§ **PROVIDED TEXT**
====
This includes the two intermeeting inflation reports, with both showing that disinflation progress in Canada has remained undisturbed for more than a quarter. In fact, April’s anomalous payrolls report provides the sole exception to this pattern, but even then we would recommend viewing that data in the context of an unemployment rate that returned to levels last seen in 2017.

As a result, given the evolution of the Canadian inflation data, and the broader context of the economy operating with excess supply, we think the Bank’s confidence threshold to cut rates has been reached and continue to look for a rate cut at the next meeting on June 5th.

Moreover, with the totality of the data suggesting that the Canadian economy remains cyclically weak, with that spilling over into firms’ hiring and pricing behaviours, we expect the Bank to cut rates again on September 4th, leaving them to cut rates twice before the Fed begins to move. While markets have converged on our view, with CAD swaps now pricing a rate cut next month at 60% as opposed to a coinflip, and implying a 73% chance of two rate cuts in the next three meetings, we still think there remains scope for Canadian rates to turn more dovish in the coming weeks.

With only Canadian GDP data due before the BoC next meets on June 5th, however, investors might have to wait until the next policy meeting to see USDCAD break back above the 1.37 handle and threaten to breach 1.38 once again.

Turning to today’s inflation report for April, the last before the BoC next meets on June 5th, the data extends the recent disinflation trend in the Canadian data as all annual inflation measures now sit comfortably within the Bank’s 1-3% tolerance band. Headline inflation grew 0.5% MoM on an unadjusted basis in April and 0.2% when seasonally adjusted, primarily as a result of higher gasoline prices (+7.9% MoM). Not only was this widely expected based upon real-time data, but negative base effects still brought the annual rate down by 0.2 percentage points on the month to 2.7% YoY, its lowest level since March 2021.

Given the magnitude of the increase in gasoline prices, the inflation outlook understandably improves further once removing the effects of energy components.

CPI ex food and energy increased just 0.3% on a non-seasonally adjusted basis, resulting in the annual rate falling 0.2pp to 2.7%. Moreover, the CPIX rate, which excludes the eight most volatile items and which was once the BoC’s preferred core measure, also fell considerably from 1.98% to 1.64% in April. Turning to the Bank’s more modern core inflation measures, they too fell by 0.3pp on an annual basis. CPI-trim fell from 3.2% to 2.9% having advanced just 0.145% on the month, while CPI-median similarly fell from 2.9% to 2.6% after rising just 0.142% on the month.

Moreover, there are grounds to believe this disinflation progress can be sustained too. The average underlying growth rate of both core measures remains considerably below the respective annual rates at just 1.64% on a 3-month annualised basis.
====
§ **WHAT THE EXERCISE ASKS**
Please return the stretch of the Canadian inflation passage from "As a result, given" through "on June 5th.", copied word for word. The data after this point has nothing to do with the Canadian inflation passage.

§ **DATA EXTRACT**
====
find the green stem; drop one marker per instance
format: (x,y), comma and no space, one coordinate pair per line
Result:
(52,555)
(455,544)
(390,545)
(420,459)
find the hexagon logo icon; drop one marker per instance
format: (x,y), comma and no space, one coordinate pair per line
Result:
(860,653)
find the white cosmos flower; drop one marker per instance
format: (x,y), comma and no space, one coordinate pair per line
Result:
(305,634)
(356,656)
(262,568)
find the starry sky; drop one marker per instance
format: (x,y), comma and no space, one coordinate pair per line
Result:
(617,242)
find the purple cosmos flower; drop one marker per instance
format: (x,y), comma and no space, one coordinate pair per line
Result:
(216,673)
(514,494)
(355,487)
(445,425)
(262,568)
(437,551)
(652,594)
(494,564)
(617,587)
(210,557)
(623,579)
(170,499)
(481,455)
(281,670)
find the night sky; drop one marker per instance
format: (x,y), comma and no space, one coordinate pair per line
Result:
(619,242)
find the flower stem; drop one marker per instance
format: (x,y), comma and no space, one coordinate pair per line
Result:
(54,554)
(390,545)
====
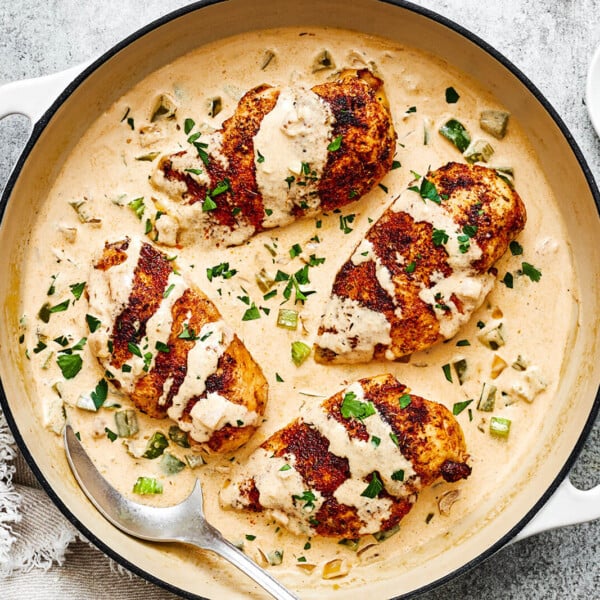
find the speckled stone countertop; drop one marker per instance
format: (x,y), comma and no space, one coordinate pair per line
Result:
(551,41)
====
§ **FINAL ANSWER**
As a result, given the evolution of the Canadian inflation data, and the broader context of the economy operating with excess supply, we think the Bank’s confidence threshold to cut rates has been reached and continue to look for a rate cut at the next meeting on June 5th.